Top of Entries provided
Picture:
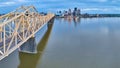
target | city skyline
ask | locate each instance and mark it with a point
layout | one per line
(86, 6)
Bottom of Entries provided
What the task requires:
Transcribe the data exactly and leave no picture in the copy.

Result of this exercise:
Picture:
target | city skyline
ask | locate each instance and mark it with a point
layout | one per line
(86, 6)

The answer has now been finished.